* BEGIN Supplied text *
Querying Semi-structured Data

Snowflake supports SQL queries that access semi-structured data using special operators and functions. Note that this topic applies to JSON, Avro, ORC, and Parquet data. The information does not apply to XML.

In this Topic:

Sample Data Used in Examples

Except where noted, the examples in this topic refer to a table named customers that contains a single VARIANT column named src:

CREATE OR REPLACE TABLE customers
(
  SRC Variant
)
AS
SELECT PARSE_JSON(column1) AS src
FROM VALUES
('{
    "name": "Patrick Jones",
    "email": "jones.patrick@orbin.ca",
    "phone": {
      "cell": "555-407-1234",
      "office": "555-407-5678"
    },
    "products_purchased":[
        {"id":"1", "version":"2.4"},
        {"id":"2", "version":"1.3"}
    ]
}'),
('{
    "name": "Anna Glass",
    "email": "glass.anna@snips.ca",
    "phone": {
      "cell": "555-407-9012",
      "office": "555-407-3456"
* END Supplied text *
__Problems and tasks__
• 1. Decide whether each statement agrees with the semi-structured data page. Answer yes or no for each, and quote the deciding words from the page.
(a) The topic applies to XML data.
(b) The customers table has a single VARIANT column named src.
(c) The topic applies to Parquet data.
• 2. Copy from the semi-structured data page the part that opens with the words containing "Querying Semi-structured Data" and closes with "apply to XML.".
• 3. List every data format that the semi-structured data page says this topic applies to.
Work from the semi-structured data page alone.
* BEGIN Provided material *
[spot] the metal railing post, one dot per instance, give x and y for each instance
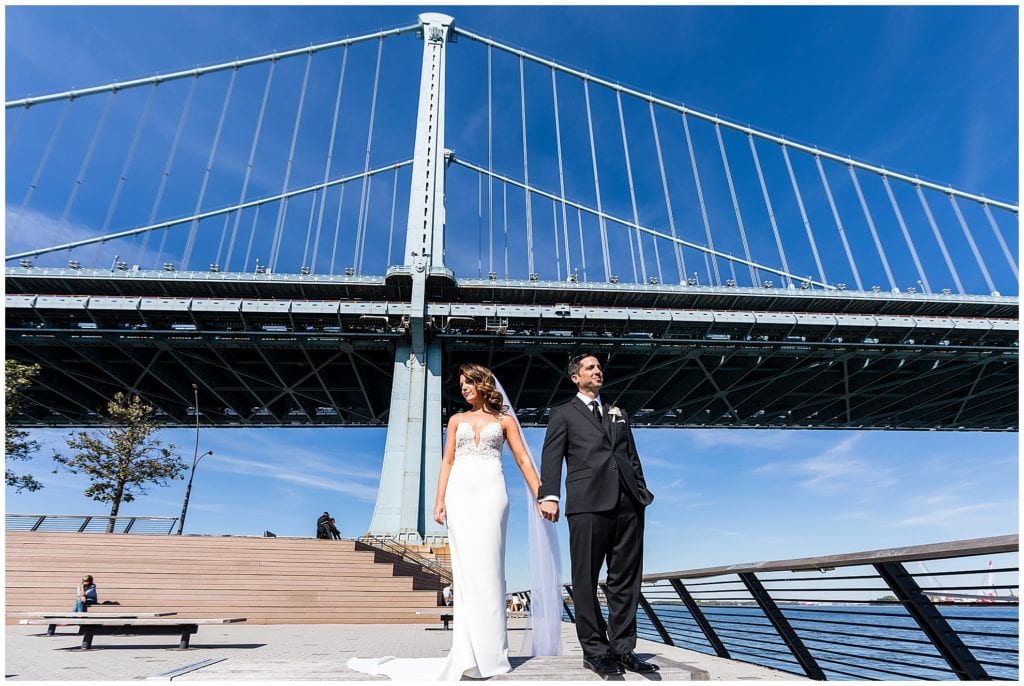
(700, 618)
(656, 620)
(781, 625)
(942, 636)
(568, 592)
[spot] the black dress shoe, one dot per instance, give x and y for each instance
(602, 666)
(630, 661)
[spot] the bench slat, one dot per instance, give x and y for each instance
(98, 615)
(85, 622)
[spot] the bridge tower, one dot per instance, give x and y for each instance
(413, 448)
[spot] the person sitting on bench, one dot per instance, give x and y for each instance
(86, 596)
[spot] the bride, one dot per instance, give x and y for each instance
(473, 503)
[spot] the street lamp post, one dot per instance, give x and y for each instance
(196, 460)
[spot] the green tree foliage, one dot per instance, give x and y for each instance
(124, 459)
(16, 444)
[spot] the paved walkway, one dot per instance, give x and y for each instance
(265, 652)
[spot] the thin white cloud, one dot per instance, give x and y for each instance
(743, 438)
(837, 470)
(946, 514)
(314, 479)
(31, 229)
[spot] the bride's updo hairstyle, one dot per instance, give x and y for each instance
(483, 380)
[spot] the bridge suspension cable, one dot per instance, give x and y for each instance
(738, 127)
(201, 71)
(637, 227)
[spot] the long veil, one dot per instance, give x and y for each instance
(545, 566)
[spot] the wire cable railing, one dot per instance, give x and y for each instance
(89, 523)
(873, 615)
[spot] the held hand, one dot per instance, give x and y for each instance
(549, 510)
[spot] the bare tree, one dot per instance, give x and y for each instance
(123, 460)
(16, 443)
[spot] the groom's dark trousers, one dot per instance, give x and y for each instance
(605, 497)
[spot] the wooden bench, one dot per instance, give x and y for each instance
(446, 614)
(74, 615)
(93, 625)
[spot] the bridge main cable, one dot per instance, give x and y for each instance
(200, 71)
(206, 215)
(732, 125)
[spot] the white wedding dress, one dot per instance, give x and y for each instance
(477, 508)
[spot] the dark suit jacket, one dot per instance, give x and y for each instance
(597, 456)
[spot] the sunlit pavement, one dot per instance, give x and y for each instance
(257, 652)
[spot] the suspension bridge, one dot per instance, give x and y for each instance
(306, 238)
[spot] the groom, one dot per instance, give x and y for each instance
(605, 497)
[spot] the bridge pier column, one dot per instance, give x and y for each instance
(413, 449)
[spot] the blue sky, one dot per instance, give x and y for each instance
(931, 91)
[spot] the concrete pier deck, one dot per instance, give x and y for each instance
(317, 652)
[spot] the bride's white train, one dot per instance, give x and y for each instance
(475, 503)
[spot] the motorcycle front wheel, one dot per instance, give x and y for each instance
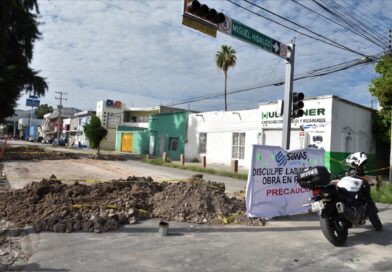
(334, 230)
(375, 220)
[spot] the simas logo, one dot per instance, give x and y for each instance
(282, 159)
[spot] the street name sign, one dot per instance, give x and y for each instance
(199, 26)
(32, 101)
(249, 35)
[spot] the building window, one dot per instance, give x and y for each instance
(173, 143)
(238, 147)
(202, 142)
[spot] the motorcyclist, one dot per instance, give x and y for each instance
(357, 164)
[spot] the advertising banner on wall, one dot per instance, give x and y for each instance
(272, 188)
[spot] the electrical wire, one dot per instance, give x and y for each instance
(349, 22)
(335, 22)
(311, 74)
(328, 41)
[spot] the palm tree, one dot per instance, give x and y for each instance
(18, 32)
(224, 59)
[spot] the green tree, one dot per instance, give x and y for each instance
(225, 59)
(95, 132)
(42, 110)
(381, 87)
(18, 32)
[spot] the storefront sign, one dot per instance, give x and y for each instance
(272, 188)
(113, 104)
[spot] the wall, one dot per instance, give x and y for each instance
(164, 126)
(109, 142)
(140, 139)
(351, 132)
(219, 127)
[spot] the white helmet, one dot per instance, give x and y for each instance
(356, 159)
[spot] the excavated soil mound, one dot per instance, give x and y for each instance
(106, 157)
(50, 205)
(35, 153)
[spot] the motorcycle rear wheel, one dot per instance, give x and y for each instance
(375, 220)
(334, 230)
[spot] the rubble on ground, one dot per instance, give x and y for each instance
(35, 153)
(10, 245)
(107, 157)
(50, 205)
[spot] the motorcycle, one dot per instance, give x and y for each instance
(341, 203)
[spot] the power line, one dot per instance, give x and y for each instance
(352, 23)
(335, 22)
(311, 74)
(329, 42)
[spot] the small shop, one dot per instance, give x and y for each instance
(338, 126)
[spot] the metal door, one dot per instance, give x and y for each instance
(126, 143)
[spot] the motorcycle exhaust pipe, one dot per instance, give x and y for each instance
(347, 212)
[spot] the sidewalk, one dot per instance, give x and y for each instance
(218, 167)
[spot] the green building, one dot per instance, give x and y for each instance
(168, 134)
(132, 139)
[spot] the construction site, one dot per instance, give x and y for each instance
(62, 210)
(50, 191)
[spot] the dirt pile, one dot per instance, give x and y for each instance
(35, 153)
(107, 157)
(10, 245)
(51, 205)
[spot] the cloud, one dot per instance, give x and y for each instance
(140, 53)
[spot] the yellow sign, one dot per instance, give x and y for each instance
(199, 26)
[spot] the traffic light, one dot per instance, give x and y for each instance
(203, 11)
(298, 104)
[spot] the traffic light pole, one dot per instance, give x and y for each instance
(288, 91)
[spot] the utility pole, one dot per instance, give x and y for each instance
* END Provided material *
__Replies__
• 1.
(a) No: "The information does not apply to XML."
(b) Yes: "a table named customers that contains a single VARIANT column named src"
(c) Yes: "this topic applies to JSON, Avro, ORC, and Parquet data"

• 2.
Querying Semi-structured Data

Snowflake supports SQL queries that access semi-structured data using special operators and functions. Note that this topic applies to JSON, Avro, ORC, and Parquet data. The information does not apply to XML.

• 3. JSON, Avro, ORC, Parquet